[Objective] Work out how many lines of the material contain the word "stone" and reply with only that number.

[Data in this exercise]

◆ ◆ ◆ ◆

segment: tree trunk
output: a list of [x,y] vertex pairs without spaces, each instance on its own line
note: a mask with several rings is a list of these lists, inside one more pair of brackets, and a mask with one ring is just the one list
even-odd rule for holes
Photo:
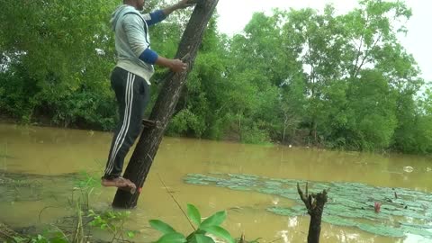
[[308,243],[319,243],[320,234],[321,233],[321,217],[324,211],[324,204],[327,202],[327,191],[318,194],[309,194],[308,184],[306,183],[306,194],[303,194],[302,189],[300,189],[299,184],[297,184],[297,191],[300,198],[304,202],[304,205],[308,209],[308,213],[310,215],[310,222],[309,223],[308,232]]
[[163,87],[153,107],[149,120],[157,121],[156,127],[144,127],[130,161],[124,173],[124,177],[137,185],[137,193],[117,190],[112,206],[117,208],[133,208],[137,205],[141,187],[147,178],[151,164],[158,152],[166,125],[177,104],[181,90],[186,82],[187,74],[194,65],[198,49],[207,23],[216,8],[219,0],[199,0],[187,23],[180,41],[176,57],[180,58],[189,55],[187,71],[168,73],[163,82]]

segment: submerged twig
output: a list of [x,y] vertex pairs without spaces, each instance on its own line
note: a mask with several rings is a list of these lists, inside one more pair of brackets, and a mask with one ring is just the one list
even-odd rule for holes
[[182,206],[180,206],[180,203],[178,203],[178,202],[176,200],[176,198],[174,197],[173,194],[171,194],[171,192],[169,192],[168,188],[166,187],[166,185],[165,184],[164,181],[162,180],[162,178],[160,177],[160,175],[158,173],[158,176],[159,177],[159,180],[160,182],[162,183],[162,184],[164,185],[165,189],[166,190],[166,193],[168,193],[168,194],[171,196],[171,198],[174,200],[174,202],[176,202],[176,204],[177,204],[178,208],[180,209],[180,211],[182,211],[183,214],[184,215],[184,217],[186,217],[187,220],[189,221],[189,224],[192,226],[192,229],[194,229],[194,231],[196,231],[196,229],[195,227],[194,226],[194,224],[192,223],[191,220],[189,219],[189,217],[187,217],[187,214],[186,212],[183,210]]

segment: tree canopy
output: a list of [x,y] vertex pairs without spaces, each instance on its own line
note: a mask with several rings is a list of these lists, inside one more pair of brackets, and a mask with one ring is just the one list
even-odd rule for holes
[[[0,1],[0,111],[111,130],[118,1]],[[186,16],[151,27],[152,48],[174,56]],[[432,92],[397,39],[410,16],[401,1],[362,0],[344,14],[275,9],[230,37],[215,14],[167,134],[431,153]],[[158,88],[153,82],[153,100]]]

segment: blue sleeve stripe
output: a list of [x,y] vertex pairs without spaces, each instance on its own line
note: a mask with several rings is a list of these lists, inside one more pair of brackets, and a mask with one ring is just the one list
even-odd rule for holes
[[158,23],[166,18],[166,16],[164,14],[164,11],[162,10],[157,10],[153,13],[150,13],[149,14],[150,14],[151,20],[147,21],[147,25],[148,26]]
[[145,63],[148,63],[154,65],[158,60],[158,55],[154,50],[150,49],[146,49],[140,55],[140,59],[144,61]]

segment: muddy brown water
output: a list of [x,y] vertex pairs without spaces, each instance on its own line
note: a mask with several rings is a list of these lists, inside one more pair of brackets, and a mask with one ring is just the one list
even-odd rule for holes
[[[40,176],[86,171],[100,176],[111,136],[110,132],[0,124],[0,170]],[[407,172],[410,171],[407,166],[412,167],[412,172]],[[432,159],[420,156],[382,156],[166,137],[127,228],[140,232],[137,242],[150,242],[160,236],[149,229],[148,221],[151,219],[166,221],[178,231],[190,232],[189,223],[162,185],[160,176],[184,208],[186,203],[193,203],[203,217],[227,210],[228,219],[223,226],[234,237],[244,232],[249,239],[262,238],[260,242],[276,238],[280,239],[275,242],[306,242],[308,216],[290,218],[266,211],[278,203],[289,205],[288,199],[187,184],[183,178],[190,173],[238,173],[320,182],[359,182],[432,193],[431,168]],[[66,185],[45,183],[40,186],[45,192],[40,199],[0,202],[0,221],[14,227],[27,227],[50,223],[70,213],[65,205],[65,194],[68,193],[61,195],[55,193],[68,191]],[[97,187],[91,197],[91,207],[110,209],[114,194],[114,188]],[[375,236],[358,229],[327,223],[323,223],[321,230],[321,242],[430,241],[414,235],[397,238]]]

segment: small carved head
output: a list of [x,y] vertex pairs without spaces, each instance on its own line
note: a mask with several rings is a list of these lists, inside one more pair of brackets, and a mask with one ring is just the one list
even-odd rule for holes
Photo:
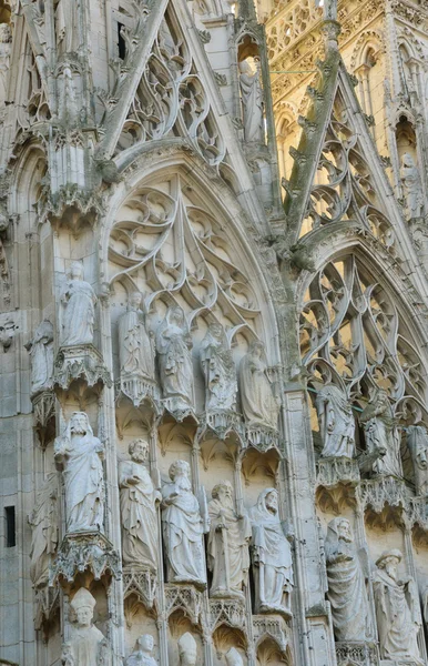
[[142,463],[147,460],[149,455],[149,442],[143,438],[134,440],[129,445],[128,451],[130,452],[130,456],[133,461],[137,463]]
[[169,474],[172,481],[174,481],[176,476],[186,476],[188,478],[191,475],[191,466],[186,461],[175,461],[175,463],[171,465]]

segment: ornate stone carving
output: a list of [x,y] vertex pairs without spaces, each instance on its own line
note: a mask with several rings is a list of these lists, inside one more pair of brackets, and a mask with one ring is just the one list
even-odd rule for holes
[[240,87],[246,143],[264,143],[264,103],[259,73],[247,60],[240,62]]
[[49,474],[29,515],[32,528],[30,577],[34,588],[49,583],[49,567],[58,547],[58,476]]
[[278,516],[278,493],[266,488],[249,511],[256,613],[291,616],[292,549]]
[[325,541],[328,601],[330,602],[336,640],[367,640],[373,632],[369,625],[369,604],[366,582],[349,521],[330,521]]
[[422,664],[417,636],[421,626],[419,599],[411,576],[399,578],[399,551],[386,551],[377,559],[373,587],[379,633],[380,658]]
[[323,457],[354,457],[355,420],[344,393],[334,384],[323,386],[316,396],[324,448]]
[[240,364],[240,393],[245,421],[249,427],[278,427],[279,405],[266,373],[264,345],[255,341]]
[[359,420],[364,426],[368,452],[379,454],[373,465],[374,472],[385,476],[401,476],[398,432],[386,391],[376,389]]
[[94,437],[88,415],[74,412],[54,443],[58,468],[65,487],[67,532],[103,529],[104,446]]
[[205,377],[205,410],[235,410],[236,369],[224,329],[210,324],[200,347],[202,372]]
[[43,320],[26,344],[31,356],[31,396],[52,389],[53,374],[53,326]]
[[154,383],[154,335],[147,333],[140,305],[140,292],[130,294],[126,312],[118,323],[121,389],[135,405],[146,394],[153,396],[157,393]]
[[407,443],[415,470],[415,490],[417,495],[428,495],[428,433],[422,425],[409,425]]
[[159,551],[156,502],[162,496],[143,465],[149,455],[149,442],[135,440],[129,452],[131,461],[119,464],[123,565],[155,572]]
[[120,578],[122,572],[119,553],[103,534],[91,532],[68,534],[50,569],[49,584],[53,586],[60,578],[72,583],[78,573],[86,569],[92,572],[95,581],[99,581],[105,572],[111,572],[115,578]]
[[182,307],[170,307],[156,332],[159,370],[165,407],[182,415],[194,411],[192,340]]
[[91,593],[81,587],[70,606],[77,622],[70,628],[70,642],[63,646],[62,663],[68,666],[101,666],[104,635],[92,624],[96,602]]
[[190,632],[179,639],[180,666],[196,666],[197,646]]
[[92,286],[84,281],[83,265],[79,261],[70,266],[61,301],[64,305],[61,345],[92,344],[98,299]]
[[208,504],[211,519],[207,564],[213,572],[212,597],[242,596],[249,568],[251,525],[234,508],[233,488],[228,481],[216,484]]
[[136,650],[130,655],[125,666],[157,666],[157,662],[152,657],[154,640],[150,634],[143,634],[136,640]]
[[[176,461],[170,467],[171,483],[162,488],[162,526],[169,583],[206,585],[203,534],[208,531],[205,494],[192,493],[190,465]],[[202,504],[202,506],[201,506]],[[204,518],[201,515],[201,508]]]

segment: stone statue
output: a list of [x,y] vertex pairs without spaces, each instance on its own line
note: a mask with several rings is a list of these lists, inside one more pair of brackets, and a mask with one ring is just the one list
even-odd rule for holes
[[63,468],[67,532],[103,528],[104,446],[93,436],[88,415],[74,412],[54,443],[57,465]]
[[401,476],[398,433],[388,394],[384,389],[376,389],[359,421],[364,426],[367,451],[380,456],[374,463],[374,472],[385,476]]
[[143,634],[136,642],[137,648],[130,655],[125,662],[125,666],[157,666],[157,662],[152,657],[153,636]]
[[225,658],[226,658],[227,666],[244,666],[244,662],[242,659],[242,656],[237,652],[236,647],[231,647],[226,652]]
[[424,425],[409,425],[407,444],[415,470],[415,490],[417,495],[428,495],[428,433]]
[[328,601],[336,640],[367,640],[371,637],[366,582],[349,521],[328,523],[325,541]]
[[170,583],[206,584],[203,534],[207,532],[200,503],[192,493],[190,465],[175,461],[171,483],[162,488],[162,526]]
[[52,387],[53,374],[53,326],[43,320],[26,344],[31,357],[31,395]]
[[155,572],[159,551],[156,502],[162,496],[153,486],[144,462],[149,443],[131,442],[130,461],[119,464],[122,516],[122,558],[125,566],[143,567]]
[[[70,602],[77,622],[71,625],[70,640],[63,646],[62,663],[69,666],[99,666],[104,635],[93,626],[95,599],[81,587]],[[64,660],[64,658],[67,660]]]
[[291,615],[292,549],[278,516],[278,493],[266,488],[249,511],[256,613]]
[[29,516],[32,528],[30,552],[30,577],[35,588],[49,583],[49,565],[58,546],[58,480],[49,474],[40,488],[35,506]]
[[340,389],[327,384],[316,396],[323,457],[351,458],[355,453],[355,420],[353,410]]
[[273,394],[264,360],[265,347],[253,342],[240,364],[240,393],[245,421],[249,426],[277,430],[279,405]]
[[401,553],[394,548],[383,553],[376,562],[373,587],[380,659],[412,659],[422,664],[417,643],[421,626],[419,599],[411,576],[398,577],[401,558]]
[[211,519],[208,537],[208,568],[213,572],[210,596],[243,596],[249,568],[248,542],[252,535],[246,516],[238,516],[233,504],[228,481],[217,483],[208,504]]
[[253,72],[249,62],[243,60],[240,62],[240,72],[245,141],[247,143],[264,143],[264,103],[258,70]]
[[172,398],[175,408],[194,405],[192,340],[180,305],[170,307],[157,329],[156,350],[164,398]]
[[410,220],[421,218],[424,211],[422,183],[419,170],[409,153],[405,153],[401,158],[400,175],[405,190],[407,214]]
[[140,310],[141,294],[130,294],[126,312],[119,319],[121,376],[154,379],[154,336],[147,333]]
[[69,280],[61,301],[65,306],[61,344],[63,346],[91,344],[96,296],[89,282],[83,280],[83,265],[79,261],[70,266]]
[[205,410],[234,410],[236,406],[236,369],[221,324],[210,324],[201,343],[201,365],[205,377]]
[[11,48],[12,31],[10,26],[8,23],[0,23],[0,107],[4,104],[8,95],[8,74]]
[[190,632],[179,639],[180,666],[196,666],[197,645]]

◆ ◆ ◆ ◆

[Task result] 2